WORK REQUEST
Give the data back exactly as it stands.

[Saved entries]
=======
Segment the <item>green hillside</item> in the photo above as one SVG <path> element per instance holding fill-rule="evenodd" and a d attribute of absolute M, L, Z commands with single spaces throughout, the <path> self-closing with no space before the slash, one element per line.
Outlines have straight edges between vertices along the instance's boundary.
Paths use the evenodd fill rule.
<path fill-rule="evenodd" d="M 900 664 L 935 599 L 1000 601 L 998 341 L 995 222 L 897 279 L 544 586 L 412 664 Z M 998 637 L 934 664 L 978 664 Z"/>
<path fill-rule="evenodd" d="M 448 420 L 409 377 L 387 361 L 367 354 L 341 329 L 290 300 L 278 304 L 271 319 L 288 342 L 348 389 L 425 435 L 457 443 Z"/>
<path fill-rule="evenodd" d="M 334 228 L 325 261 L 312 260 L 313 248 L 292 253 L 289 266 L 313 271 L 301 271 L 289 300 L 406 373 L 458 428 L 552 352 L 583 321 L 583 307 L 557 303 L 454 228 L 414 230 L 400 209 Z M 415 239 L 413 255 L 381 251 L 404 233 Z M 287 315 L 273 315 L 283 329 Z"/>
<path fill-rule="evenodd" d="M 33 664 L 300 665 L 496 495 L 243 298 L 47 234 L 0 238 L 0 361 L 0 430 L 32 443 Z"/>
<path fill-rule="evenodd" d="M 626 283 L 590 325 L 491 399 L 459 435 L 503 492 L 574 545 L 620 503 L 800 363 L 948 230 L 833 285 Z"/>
=======
RESPONSE TO THIS EXERCISE
Segment the <item>green hillside</item> in the photo above as one SVG <path> element per instance holding fill-rule="evenodd" and a d attribute of absolute M, L, Z commands with single spaces throughout, the <path> self-closing with no space before the slash, one element per line.
Outlines have straight edges between vertices along the instance's boundary.
Paths use the evenodd fill rule.
<path fill-rule="evenodd" d="M 900 664 L 935 599 L 1000 601 L 998 341 L 995 222 L 897 279 L 544 586 L 412 664 Z M 998 637 L 934 664 L 978 664 Z"/>
<path fill-rule="evenodd" d="M 448 420 L 409 377 L 387 361 L 367 354 L 341 329 L 290 300 L 278 304 L 271 319 L 288 342 L 348 389 L 425 435 L 457 443 Z"/>
<path fill-rule="evenodd" d="M 334 228 L 325 261 L 312 260 L 313 248 L 292 253 L 289 266 L 313 271 L 301 271 L 289 300 L 406 373 L 458 428 L 552 352 L 583 321 L 583 307 L 557 303 L 454 228 L 414 230 L 400 209 Z M 415 239 L 413 255 L 381 251 L 404 233 Z M 287 315 L 273 315 L 283 329 Z"/>
<path fill-rule="evenodd" d="M 33 664 L 300 665 L 496 495 L 243 298 L 47 234 L 0 238 L 0 361 L 0 430 L 32 443 Z"/>
<path fill-rule="evenodd" d="M 626 283 L 590 325 L 491 399 L 459 435 L 503 492 L 574 545 L 620 503 L 800 363 L 948 230 L 833 285 Z"/>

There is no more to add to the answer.